> [Task directions]: Restate the records below word for word.

> [Listed entries]:
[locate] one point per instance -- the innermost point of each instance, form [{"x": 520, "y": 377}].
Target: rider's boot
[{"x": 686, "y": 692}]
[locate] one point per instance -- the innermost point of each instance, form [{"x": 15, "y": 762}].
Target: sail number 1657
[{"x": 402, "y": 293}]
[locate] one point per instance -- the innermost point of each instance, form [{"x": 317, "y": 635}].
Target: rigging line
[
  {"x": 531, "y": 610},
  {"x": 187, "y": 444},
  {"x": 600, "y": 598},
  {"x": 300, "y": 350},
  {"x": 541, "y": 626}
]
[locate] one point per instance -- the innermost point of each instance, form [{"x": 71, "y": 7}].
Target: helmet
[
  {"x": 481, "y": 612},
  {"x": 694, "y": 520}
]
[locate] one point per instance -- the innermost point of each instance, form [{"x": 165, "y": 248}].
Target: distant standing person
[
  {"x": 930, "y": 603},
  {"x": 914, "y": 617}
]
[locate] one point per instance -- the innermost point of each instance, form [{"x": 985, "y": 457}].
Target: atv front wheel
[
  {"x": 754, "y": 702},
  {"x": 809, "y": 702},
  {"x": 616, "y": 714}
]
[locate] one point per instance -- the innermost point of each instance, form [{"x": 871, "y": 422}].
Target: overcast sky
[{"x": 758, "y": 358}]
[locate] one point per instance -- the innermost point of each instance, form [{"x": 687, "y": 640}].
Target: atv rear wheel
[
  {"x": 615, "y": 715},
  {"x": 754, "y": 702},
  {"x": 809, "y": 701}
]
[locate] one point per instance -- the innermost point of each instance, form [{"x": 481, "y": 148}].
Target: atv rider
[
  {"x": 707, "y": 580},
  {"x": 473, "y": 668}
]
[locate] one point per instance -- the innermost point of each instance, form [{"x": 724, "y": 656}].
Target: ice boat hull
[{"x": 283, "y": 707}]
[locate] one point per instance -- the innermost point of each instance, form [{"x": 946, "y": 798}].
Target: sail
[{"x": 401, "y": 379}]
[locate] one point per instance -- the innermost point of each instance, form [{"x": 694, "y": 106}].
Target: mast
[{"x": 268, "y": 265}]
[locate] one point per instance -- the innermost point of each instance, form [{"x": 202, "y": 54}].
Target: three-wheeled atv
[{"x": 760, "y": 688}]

> [Your solution]:
[locate] one point per instance -- the innermost point of each instance, form [{"x": 520, "y": 377}].
Target: rider's boot
[{"x": 686, "y": 692}]
[locate] one point per instance -- the innermost point of each instance, form [{"x": 15, "y": 762}].
Target: sail number 1657
[{"x": 402, "y": 293}]
[locate] one point per instance -- the innermost point of each instance, form [{"x": 317, "y": 635}].
Target: rigging line
[
  {"x": 531, "y": 610},
  {"x": 187, "y": 444},
  {"x": 600, "y": 598},
  {"x": 300, "y": 350},
  {"x": 541, "y": 626}
]
[locate] one point per instance -- the innermost point of each instance, form [{"x": 71, "y": 7}].
Target: helmet
[
  {"x": 481, "y": 612},
  {"x": 694, "y": 520}
]
[locate] one point per instance -- the innermost point of each instance, form [{"x": 165, "y": 248}].
Target: distant standing person
[
  {"x": 930, "y": 603},
  {"x": 914, "y": 617}
]
[locate] one point per instance -- the innermost point of each instance, form [{"x": 985, "y": 457}].
Target: atv front wheel
[
  {"x": 754, "y": 702},
  {"x": 809, "y": 702},
  {"x": 616, "y": 714}
]
[locate] one point per instance -- the innermost point of each instance, form [{"x": 871, "y": 422}].
Target: overcast sky
[{"x": 758, "y": 358}]
[locate] one point per instance -- the innermost point of each instance, form [{"x": 687, "y": 640}].
Target: atv rear wheel
[
  {"x": 615, "y": 715},
  {"x": 754, "y": 702},
  {"x": 809, "y": 701}
]
[locate] one point per instance -- the innermost point of each instance, form [{"x": 481, "y": 148}].
Target: atv rider
[
  {"x": 707, "y": 580},
  {"x": 473, "y": 668}
]
[locate] one point per instance -- the innermost point of each instance, form [{"x": 724, "y": 656}].
Target: ice boat hull
[{"x": 283, "y": 707}]
[locate] one point per instance -- the innermost point of each instance, form [{"x": 946, "y": 798}].
Target: sail
[{"x": 401, "y": 379}]
[locate] one point per instance -- the innermost point of each instance, form [{"x": 694, "y": 106}].
Target: mast
[{"x": 268, "y": 265}]
[locate] one point per instance -- the innermost point of each instance, form [{"x": 202, "y": 54}].
Target: three-wheeled atv
[{"x": 760, "y": 688}]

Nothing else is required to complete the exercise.